QUOTED PASSAGE:
:::::

Richard Pestes’s reaction was;
“I’m still aghast at the arrogance of that guy.. “
And whilst I can understand the PezMeister’s outrage, we have to take a minute to try and put ourselves inside the mind of the little Kazahk.
He has ridden as a pro since 1993; let’s ignore Astana and look at his previous teams:
There’s a common thread there; every one has been rocked by major drugs scandals.
Indeed, the T-Mobile saga is still making news.
In all of these teams, drugs were quite simply as much a part of being a pro as eating properly, getting plenty of sleep and doing the hours on the bike.
The culture of these teams is instilled into the man.
Talking of culture, Kazahkstan is not Europe, until 20 years ago it was part of what we in the West referred to as ‘The Evil Empire’ of the Soviet Union.

:::::

JOB 1: According to the cycling commentary, since what year has the Kazakh rider ridden as a pro?
The commentary above and the records that come next are unrelated material.

(Excerpts from a point labeling dataset)

:::::

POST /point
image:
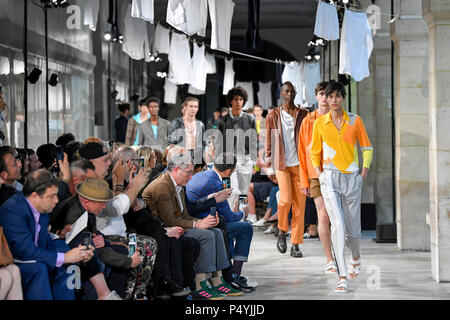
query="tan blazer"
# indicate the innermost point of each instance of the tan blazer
(161, 198)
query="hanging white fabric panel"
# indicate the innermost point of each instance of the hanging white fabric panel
(356, 45)
(91, 13)
(199, 70)
(210, 63)
(188, 16)
(179, 59)
(265, 94)
(161, 43)
(248, 86)
(136, 42)
(170, 92)
(221, 14)
(143, 9)
(228, 77)
(293, 72)
(312, 78)
(327, 23)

:::::

JOB 2: Give every line of the records as a numbered list, skipping blank lines and leaving the picture out.

WORKED SOLUTION 1: Since 1993.

WORKED SOLUTION 2:
1. POST /point
2. image:
3. query="tan blazer"
4. # indicate the innermost point of each instance of the tan blazer
5. (161, 198)
6. query="hanging white fabric panel"
7. # indicate the innermost point of each instance of the hanging white fabric panel
8. (356, 45)
9. (91, 13)
10. (199, 70)
11. (210, 63)
12. (188, 16)
13. (179, 59)
14. (265, 94)
15. (161, 43)
16. (248, 86)
17. (136, 42)
18. (170, 92)
19. (221, 14)
20. (143, 9)
21. (228, 77)
22. (293, 72)
23. (312, 78)
24. (327, 23)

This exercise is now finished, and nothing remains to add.